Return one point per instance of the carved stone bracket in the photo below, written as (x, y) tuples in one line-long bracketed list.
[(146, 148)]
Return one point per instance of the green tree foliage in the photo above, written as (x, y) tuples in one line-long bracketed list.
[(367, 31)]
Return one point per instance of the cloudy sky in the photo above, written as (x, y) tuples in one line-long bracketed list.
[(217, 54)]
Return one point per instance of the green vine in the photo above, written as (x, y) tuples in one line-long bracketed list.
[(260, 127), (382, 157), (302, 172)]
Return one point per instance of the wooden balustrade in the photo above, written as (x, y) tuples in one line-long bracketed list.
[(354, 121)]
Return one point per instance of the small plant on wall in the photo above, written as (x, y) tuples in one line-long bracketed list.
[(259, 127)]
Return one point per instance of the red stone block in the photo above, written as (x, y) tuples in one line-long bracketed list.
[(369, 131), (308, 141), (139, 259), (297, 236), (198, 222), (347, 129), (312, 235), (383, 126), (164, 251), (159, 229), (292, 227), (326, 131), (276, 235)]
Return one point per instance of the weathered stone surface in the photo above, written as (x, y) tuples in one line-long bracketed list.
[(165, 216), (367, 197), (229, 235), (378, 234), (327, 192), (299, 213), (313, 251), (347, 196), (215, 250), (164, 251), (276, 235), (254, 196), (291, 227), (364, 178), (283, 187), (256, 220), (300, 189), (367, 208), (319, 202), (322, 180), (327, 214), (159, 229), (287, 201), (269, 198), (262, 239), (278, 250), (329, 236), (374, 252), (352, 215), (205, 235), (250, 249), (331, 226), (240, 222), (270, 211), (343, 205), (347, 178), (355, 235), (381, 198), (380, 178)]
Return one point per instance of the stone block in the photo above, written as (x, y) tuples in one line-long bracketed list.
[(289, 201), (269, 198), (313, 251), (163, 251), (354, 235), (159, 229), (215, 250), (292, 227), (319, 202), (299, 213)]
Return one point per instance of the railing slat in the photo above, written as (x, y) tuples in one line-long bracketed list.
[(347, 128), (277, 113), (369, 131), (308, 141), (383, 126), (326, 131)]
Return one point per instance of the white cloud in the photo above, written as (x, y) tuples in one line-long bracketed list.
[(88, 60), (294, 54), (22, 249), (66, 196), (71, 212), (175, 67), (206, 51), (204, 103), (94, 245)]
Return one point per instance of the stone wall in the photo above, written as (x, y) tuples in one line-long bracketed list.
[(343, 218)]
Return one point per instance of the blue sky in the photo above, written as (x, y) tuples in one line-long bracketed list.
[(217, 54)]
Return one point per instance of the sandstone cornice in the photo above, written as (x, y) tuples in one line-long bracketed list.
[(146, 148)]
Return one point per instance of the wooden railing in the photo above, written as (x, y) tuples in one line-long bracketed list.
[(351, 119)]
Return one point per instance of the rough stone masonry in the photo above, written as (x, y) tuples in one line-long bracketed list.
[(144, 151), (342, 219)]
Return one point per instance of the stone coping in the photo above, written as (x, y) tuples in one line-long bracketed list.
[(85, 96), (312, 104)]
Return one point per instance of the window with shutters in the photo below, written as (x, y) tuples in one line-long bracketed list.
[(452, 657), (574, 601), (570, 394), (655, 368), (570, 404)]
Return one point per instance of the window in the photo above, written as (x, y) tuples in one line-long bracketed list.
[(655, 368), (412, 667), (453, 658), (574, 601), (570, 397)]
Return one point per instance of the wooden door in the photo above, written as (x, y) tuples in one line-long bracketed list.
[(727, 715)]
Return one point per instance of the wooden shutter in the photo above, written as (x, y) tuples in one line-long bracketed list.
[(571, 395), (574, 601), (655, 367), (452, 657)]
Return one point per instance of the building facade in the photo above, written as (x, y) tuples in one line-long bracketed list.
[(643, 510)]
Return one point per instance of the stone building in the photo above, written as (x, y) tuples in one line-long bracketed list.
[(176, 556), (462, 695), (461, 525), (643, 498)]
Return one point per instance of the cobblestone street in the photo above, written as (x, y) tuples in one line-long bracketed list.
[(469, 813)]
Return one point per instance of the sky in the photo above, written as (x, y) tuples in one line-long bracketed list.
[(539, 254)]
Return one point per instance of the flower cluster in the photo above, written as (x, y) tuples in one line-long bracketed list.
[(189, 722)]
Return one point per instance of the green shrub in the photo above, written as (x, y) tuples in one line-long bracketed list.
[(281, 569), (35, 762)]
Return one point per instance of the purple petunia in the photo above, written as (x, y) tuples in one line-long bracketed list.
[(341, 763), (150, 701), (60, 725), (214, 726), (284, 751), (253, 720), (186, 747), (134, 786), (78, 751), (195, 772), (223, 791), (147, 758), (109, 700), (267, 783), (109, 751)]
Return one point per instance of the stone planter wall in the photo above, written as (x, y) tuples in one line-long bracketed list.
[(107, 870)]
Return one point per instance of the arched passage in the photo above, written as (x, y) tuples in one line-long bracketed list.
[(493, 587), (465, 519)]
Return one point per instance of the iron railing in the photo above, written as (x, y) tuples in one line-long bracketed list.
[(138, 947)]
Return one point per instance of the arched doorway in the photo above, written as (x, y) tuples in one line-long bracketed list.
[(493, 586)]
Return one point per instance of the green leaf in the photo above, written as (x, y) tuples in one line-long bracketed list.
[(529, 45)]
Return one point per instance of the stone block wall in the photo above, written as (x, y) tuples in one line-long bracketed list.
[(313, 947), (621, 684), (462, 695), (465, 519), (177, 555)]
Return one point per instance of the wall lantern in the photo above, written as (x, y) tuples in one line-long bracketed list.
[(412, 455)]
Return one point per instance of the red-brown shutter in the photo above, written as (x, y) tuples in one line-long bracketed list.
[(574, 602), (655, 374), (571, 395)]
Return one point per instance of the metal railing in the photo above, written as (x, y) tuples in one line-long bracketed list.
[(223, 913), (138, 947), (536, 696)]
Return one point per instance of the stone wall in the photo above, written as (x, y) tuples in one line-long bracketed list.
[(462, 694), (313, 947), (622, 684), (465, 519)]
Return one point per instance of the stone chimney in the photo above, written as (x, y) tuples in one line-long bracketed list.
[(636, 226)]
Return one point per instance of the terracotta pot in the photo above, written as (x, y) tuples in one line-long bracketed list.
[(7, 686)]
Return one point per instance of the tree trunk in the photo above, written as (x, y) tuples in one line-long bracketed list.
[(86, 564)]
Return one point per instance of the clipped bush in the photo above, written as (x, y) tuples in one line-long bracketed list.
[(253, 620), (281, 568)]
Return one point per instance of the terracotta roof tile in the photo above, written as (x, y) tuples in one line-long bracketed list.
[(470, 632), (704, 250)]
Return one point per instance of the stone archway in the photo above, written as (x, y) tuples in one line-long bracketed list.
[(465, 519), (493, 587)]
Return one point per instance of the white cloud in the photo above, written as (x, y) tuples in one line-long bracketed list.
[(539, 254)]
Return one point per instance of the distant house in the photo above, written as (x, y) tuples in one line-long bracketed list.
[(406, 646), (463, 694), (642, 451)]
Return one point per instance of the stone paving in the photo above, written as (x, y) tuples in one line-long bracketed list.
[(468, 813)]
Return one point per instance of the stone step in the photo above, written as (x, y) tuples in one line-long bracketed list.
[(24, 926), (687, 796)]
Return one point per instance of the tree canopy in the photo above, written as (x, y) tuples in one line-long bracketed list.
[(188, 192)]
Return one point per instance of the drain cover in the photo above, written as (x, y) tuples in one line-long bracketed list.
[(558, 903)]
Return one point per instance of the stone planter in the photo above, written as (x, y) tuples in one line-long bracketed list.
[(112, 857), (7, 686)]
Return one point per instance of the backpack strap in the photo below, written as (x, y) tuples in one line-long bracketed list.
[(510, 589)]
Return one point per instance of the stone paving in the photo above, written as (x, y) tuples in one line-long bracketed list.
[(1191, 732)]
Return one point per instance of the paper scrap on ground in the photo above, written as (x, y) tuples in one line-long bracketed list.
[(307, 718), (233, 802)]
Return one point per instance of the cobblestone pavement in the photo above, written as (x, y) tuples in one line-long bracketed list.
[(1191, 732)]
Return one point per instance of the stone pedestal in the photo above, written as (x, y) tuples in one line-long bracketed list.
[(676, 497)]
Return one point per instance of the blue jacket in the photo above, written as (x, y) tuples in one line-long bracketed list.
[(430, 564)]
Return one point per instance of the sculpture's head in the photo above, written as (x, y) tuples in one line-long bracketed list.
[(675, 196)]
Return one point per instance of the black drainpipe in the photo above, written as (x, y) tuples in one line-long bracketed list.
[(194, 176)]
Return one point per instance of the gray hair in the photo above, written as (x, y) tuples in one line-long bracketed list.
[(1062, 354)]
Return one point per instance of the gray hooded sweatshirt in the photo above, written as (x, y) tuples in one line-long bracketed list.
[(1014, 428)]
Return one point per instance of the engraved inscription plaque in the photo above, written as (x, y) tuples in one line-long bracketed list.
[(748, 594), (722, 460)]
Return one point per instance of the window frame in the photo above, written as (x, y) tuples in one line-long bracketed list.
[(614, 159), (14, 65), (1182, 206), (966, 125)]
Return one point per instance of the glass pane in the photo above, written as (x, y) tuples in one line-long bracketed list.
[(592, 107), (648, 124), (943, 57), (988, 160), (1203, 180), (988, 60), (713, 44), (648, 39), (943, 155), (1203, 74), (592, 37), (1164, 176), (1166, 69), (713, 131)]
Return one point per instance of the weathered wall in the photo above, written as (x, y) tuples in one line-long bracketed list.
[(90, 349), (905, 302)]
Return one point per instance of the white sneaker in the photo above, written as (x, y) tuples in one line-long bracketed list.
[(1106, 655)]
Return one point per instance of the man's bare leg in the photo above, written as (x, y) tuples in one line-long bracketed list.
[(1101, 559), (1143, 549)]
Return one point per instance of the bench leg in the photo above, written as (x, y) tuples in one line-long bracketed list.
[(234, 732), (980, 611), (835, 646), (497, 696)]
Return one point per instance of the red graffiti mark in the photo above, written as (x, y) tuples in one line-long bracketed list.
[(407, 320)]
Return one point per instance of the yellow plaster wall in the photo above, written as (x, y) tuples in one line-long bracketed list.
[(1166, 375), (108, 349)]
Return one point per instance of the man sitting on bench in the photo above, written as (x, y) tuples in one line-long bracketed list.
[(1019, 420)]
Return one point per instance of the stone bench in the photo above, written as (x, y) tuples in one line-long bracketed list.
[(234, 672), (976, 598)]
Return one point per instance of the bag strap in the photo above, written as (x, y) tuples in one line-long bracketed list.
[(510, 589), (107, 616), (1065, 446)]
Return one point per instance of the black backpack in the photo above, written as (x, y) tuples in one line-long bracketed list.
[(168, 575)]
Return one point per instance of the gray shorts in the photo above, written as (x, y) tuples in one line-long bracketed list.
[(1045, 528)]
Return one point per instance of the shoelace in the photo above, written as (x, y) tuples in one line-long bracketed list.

◆ ◆ ◆ ◆ ◆ ◆ ◆

## What you should do
Copy out the listing again, beginning at the line that contains "Return one point per instance of the cobblestone street" and stopping after the line that contains "[(189, 722)]".

## Correct answer
Return one point per instance of the cobblestone street in the photo above, written as (x, y) tuples in one line-long bracketed list.
[(469, 813)]
Return one point per instance of the sky in the photo above, written as (x, y) tuples in one line-long bracketed list.
[(539, 254)]
Return one point per instance of the flower cluster in the photo above, written as (x, y) tuples in one line-long bracketed list.
[(189, 722)]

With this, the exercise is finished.